● ACTION ITEM
I need the lines below from the one with "Target: chopped parsley garnish" down to the one with "Could you locate the sliced black" reproduced exactly, both ends included, and nothing else.

*** Opening of TASK INPUT ***

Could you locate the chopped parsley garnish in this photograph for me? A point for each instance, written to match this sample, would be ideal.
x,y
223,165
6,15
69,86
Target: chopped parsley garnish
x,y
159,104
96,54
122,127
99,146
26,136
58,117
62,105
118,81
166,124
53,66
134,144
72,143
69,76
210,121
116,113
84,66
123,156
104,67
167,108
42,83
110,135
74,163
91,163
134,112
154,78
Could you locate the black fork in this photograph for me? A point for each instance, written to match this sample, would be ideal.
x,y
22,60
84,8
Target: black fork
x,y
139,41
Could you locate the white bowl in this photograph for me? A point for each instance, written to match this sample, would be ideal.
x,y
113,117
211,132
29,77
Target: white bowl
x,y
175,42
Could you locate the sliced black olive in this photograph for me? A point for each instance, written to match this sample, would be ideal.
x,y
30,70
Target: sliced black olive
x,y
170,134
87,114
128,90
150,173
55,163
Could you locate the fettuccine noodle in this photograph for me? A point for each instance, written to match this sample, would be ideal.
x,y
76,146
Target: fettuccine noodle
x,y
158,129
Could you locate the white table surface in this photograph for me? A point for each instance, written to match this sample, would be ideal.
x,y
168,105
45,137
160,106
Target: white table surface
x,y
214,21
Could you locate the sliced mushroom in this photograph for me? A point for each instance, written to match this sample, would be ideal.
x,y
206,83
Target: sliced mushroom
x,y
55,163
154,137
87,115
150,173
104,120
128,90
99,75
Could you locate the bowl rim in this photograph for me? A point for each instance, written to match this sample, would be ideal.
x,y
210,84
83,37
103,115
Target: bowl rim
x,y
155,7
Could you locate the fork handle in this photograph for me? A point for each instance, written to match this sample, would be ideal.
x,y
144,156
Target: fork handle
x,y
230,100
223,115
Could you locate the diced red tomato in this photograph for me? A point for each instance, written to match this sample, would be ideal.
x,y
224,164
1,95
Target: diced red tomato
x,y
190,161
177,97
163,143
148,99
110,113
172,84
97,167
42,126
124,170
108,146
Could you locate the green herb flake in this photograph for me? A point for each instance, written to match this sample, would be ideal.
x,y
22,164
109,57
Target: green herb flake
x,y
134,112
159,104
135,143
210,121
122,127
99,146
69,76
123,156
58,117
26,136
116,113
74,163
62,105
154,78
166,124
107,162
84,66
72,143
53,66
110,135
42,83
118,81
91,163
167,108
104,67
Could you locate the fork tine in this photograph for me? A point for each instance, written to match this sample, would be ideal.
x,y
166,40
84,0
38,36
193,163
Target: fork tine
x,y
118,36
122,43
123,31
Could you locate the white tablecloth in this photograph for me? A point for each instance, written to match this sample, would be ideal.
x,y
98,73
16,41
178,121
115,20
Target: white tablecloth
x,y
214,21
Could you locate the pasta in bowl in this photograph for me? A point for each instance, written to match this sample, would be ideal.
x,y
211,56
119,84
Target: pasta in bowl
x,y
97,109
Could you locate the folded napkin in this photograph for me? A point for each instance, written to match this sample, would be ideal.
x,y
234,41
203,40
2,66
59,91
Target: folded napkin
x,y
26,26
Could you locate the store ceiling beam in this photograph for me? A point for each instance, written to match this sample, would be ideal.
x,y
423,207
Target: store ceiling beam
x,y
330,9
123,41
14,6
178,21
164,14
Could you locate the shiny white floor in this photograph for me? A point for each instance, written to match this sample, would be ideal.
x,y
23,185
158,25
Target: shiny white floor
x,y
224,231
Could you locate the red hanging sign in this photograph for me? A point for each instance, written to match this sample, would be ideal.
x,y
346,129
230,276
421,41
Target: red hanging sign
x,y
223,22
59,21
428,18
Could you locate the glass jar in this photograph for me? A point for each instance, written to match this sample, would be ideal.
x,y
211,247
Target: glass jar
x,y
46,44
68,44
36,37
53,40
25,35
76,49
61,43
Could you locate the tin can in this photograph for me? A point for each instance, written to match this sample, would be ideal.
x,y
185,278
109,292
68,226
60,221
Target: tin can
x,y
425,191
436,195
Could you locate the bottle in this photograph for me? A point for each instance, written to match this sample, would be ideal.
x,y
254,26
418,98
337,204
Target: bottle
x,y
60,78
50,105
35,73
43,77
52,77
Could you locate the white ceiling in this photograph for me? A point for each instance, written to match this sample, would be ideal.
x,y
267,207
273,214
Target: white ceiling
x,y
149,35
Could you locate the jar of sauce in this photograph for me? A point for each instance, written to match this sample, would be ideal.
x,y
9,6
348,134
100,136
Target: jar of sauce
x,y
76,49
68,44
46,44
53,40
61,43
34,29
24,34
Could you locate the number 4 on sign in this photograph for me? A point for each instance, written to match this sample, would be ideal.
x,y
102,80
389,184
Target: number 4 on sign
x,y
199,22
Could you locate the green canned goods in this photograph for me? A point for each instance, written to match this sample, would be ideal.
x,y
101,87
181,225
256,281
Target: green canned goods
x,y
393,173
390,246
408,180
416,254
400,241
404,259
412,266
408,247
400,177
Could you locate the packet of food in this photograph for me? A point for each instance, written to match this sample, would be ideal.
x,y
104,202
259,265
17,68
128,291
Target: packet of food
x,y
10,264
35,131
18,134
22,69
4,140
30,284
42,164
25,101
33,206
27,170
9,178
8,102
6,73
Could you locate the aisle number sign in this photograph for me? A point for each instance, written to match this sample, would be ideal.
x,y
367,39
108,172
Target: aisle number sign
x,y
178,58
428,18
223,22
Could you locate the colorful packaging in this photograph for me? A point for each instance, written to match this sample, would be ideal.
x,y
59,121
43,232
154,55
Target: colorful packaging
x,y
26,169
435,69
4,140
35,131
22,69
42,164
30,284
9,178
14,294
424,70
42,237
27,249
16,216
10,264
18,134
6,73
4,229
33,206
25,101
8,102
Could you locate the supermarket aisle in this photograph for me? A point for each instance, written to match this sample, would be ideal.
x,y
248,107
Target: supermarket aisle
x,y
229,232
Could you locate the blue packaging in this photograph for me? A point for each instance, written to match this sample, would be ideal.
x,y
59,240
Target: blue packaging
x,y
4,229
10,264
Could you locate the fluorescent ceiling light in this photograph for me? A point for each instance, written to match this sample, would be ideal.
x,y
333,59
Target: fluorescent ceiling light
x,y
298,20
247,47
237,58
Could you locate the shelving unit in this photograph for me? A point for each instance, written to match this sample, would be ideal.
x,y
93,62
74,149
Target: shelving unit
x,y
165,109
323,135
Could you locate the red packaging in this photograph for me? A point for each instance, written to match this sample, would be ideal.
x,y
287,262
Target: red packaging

*** Close of TASK INPUT ***

● RESPONSE TO THIS EXERCISE
Target: chopped parsley garnish
x,y
159,104
96,54
122,127
99,146
26,136
58,117
62,105
118,81
166,124
53,66
134,144
72,143
69,76
210,121
116,113
84,66
123,156
104,67
167,108
42,83
110,135
74,163
91,163
134,112
154,78
Could you locate the black fork in this photograph for me? A point for each instance, written to match this sample, would be ideal.
x,y
22,60
84,8
Target: black fork
x,y
139,41
Could you locate the white bowl in this photograph for me? A point for each instance, written to match this sample, would be ideal.
x,y
113,117
211,132
29,77
Target: white bowl
x,y
175,42
Could you locate the sliced black olive in this photograph for me? A point for each instance, written to match this sample, would be ideal.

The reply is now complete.